INSTRUCTIONS TO FOLLOW:
Please write out again every line from the line with "Pinpoint distant building in the picture." up to and including the line with "278,171,331,217", requests included, with each coordinate in the answers multiplied by 2 and rounded to a whole number, halves up. Leave the requests and their sample coordinates unchanged.

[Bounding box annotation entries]
----------------------------------------

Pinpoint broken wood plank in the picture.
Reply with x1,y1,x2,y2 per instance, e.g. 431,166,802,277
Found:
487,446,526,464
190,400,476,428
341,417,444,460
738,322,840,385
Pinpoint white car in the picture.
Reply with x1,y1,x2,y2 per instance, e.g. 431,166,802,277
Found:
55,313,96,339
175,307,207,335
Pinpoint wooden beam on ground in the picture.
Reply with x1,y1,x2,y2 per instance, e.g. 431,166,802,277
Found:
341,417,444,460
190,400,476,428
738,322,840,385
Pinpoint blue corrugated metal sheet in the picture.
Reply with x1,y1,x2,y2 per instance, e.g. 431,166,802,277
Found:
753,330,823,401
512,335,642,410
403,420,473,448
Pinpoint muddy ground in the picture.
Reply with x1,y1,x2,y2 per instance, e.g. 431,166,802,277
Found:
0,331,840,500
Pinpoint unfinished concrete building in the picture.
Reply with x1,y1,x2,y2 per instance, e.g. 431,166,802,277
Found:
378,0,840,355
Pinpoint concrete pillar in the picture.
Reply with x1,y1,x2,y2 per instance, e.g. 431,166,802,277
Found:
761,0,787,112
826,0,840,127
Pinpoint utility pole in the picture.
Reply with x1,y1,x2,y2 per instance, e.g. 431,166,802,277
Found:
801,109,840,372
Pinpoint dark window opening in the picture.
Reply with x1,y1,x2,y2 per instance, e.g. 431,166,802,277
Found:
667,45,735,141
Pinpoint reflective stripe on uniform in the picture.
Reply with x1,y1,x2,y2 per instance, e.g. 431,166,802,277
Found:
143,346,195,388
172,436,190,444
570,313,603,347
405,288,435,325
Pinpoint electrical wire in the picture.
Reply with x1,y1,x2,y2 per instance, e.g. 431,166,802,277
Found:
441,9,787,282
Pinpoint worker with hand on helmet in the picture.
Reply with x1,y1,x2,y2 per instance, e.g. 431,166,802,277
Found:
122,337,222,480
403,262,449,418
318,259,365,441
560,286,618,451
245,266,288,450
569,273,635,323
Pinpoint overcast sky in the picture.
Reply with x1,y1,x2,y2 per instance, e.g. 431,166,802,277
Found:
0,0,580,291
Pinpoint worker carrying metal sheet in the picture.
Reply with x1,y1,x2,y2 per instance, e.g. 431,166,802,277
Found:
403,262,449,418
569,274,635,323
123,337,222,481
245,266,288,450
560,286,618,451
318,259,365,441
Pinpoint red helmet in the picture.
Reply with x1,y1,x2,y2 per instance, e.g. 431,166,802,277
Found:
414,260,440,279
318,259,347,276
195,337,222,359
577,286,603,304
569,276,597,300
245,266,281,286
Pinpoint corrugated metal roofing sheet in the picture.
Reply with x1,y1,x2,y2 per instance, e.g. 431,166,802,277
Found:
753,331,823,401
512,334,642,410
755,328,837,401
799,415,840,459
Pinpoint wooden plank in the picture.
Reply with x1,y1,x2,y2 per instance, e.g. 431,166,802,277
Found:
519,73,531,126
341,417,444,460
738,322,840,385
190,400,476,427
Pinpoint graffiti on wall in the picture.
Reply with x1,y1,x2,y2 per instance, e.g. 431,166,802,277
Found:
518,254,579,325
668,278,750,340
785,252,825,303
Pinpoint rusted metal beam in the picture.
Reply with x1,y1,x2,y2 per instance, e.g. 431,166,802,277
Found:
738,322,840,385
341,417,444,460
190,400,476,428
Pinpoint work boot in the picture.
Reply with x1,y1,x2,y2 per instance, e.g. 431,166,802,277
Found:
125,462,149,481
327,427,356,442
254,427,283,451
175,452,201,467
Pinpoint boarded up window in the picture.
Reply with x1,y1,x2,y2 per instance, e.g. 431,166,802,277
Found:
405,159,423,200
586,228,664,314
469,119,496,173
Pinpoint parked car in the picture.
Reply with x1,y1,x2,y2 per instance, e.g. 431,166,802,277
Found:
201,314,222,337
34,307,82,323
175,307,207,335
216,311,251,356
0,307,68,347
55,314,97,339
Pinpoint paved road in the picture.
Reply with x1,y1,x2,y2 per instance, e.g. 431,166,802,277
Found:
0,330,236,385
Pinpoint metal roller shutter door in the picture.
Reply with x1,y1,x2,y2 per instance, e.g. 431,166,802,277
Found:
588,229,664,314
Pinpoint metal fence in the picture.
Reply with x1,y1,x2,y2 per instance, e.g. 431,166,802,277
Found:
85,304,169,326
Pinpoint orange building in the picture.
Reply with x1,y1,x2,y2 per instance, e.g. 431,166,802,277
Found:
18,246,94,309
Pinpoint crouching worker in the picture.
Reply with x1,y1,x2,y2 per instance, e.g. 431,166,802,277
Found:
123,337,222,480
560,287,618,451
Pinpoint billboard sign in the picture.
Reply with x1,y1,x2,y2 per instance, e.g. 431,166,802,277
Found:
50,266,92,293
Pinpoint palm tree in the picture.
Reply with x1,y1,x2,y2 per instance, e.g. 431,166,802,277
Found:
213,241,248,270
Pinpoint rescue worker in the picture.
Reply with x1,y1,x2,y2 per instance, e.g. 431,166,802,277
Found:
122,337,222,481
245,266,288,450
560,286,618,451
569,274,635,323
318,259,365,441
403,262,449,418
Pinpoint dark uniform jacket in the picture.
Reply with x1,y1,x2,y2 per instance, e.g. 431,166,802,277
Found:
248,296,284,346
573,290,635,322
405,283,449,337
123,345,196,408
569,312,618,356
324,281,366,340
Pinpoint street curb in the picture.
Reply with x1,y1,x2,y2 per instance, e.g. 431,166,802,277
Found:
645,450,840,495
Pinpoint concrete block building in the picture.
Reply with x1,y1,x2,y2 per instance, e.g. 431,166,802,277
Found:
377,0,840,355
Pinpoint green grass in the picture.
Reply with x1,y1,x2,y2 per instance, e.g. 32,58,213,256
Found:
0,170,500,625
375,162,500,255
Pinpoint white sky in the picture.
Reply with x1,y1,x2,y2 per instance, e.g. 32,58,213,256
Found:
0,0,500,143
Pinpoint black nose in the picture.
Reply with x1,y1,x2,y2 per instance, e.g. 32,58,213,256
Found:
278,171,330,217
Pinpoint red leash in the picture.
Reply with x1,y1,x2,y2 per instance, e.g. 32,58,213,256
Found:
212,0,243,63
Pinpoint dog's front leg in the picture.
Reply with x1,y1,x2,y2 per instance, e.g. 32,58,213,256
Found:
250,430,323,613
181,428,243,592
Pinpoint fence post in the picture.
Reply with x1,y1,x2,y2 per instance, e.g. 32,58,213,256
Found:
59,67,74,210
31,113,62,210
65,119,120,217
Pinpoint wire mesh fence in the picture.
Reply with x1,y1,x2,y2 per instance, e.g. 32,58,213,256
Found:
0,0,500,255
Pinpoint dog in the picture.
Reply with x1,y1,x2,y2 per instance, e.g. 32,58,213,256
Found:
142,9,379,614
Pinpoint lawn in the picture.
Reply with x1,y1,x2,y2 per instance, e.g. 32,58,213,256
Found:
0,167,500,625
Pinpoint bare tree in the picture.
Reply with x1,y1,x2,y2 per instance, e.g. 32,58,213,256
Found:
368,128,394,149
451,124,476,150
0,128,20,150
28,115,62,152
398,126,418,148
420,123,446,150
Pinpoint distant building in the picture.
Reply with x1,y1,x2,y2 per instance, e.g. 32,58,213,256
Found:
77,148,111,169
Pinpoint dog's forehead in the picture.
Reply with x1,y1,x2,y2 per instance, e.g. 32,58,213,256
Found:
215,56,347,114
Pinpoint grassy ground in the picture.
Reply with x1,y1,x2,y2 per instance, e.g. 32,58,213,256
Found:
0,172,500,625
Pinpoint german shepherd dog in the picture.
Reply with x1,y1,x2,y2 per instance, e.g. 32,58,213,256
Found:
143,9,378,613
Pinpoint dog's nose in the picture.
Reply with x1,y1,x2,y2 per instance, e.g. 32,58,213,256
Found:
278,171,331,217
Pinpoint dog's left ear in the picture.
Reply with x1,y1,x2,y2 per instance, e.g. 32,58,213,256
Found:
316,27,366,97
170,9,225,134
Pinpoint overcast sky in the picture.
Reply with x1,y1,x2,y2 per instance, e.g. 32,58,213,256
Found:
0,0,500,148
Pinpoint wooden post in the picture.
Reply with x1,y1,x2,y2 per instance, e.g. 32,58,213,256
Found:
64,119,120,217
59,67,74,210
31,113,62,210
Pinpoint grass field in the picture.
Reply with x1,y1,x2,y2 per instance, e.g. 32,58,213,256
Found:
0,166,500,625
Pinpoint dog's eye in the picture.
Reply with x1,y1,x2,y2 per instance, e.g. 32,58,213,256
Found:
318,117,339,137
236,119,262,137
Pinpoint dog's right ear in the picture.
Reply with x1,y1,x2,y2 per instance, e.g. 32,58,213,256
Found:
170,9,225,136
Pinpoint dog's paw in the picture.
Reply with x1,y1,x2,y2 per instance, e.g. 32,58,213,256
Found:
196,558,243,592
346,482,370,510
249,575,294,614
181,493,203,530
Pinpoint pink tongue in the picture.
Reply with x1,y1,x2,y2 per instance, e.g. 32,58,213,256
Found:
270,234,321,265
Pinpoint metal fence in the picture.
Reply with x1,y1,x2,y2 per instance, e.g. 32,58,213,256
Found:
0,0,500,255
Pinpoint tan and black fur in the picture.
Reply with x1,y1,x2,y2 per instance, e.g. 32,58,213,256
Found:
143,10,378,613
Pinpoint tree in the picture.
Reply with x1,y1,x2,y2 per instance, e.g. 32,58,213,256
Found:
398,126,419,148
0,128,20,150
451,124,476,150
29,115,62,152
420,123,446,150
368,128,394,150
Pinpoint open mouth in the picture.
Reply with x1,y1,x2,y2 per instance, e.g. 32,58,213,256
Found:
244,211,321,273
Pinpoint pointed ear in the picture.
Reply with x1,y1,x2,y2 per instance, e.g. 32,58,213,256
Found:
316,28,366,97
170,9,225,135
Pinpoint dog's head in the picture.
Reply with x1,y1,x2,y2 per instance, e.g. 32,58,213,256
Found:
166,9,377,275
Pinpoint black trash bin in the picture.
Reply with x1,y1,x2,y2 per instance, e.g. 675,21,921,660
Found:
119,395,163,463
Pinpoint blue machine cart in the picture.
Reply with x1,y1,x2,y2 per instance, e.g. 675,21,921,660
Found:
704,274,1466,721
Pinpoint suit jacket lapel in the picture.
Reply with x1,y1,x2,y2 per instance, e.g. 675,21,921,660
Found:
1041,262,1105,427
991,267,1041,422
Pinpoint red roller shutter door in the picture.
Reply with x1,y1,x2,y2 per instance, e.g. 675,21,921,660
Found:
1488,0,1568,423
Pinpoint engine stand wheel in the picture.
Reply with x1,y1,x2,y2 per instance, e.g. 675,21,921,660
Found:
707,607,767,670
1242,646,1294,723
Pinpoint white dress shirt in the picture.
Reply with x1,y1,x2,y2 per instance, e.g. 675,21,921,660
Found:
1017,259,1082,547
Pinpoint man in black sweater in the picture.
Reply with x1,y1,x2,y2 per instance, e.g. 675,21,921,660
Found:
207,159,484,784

----------------------------------------

FINISHED TASK:
Pinpoint distant building in the picture.
Reply with x1,y1,x2,y2 per instance, e.g. 32,58,213,256
Found:
154,296,222,338
Pinpoint dog's forehead in the picture.
Reply with x1,y1,x2,y2 per instance, e.g. 32,58,213,256
Found:
430,112,694,228
Pinpoint grassy ground in the picture.
Reply with x1,y1,x2,y2 per instance, e.g. 32,58,213,256
Found:
0,344,1000,1250
Pinpoint german shepherd dog in the picture.
Reply with x1,y1,x2,y2 per instance, e.g. 32,58,213,256
Found:
286,18,756,1226
Pinpoint dog's nose in the picture.
Reply with x1,y1,x2,y2 per instance, e.g. 32,58,213,256
Found:
556,342,662,434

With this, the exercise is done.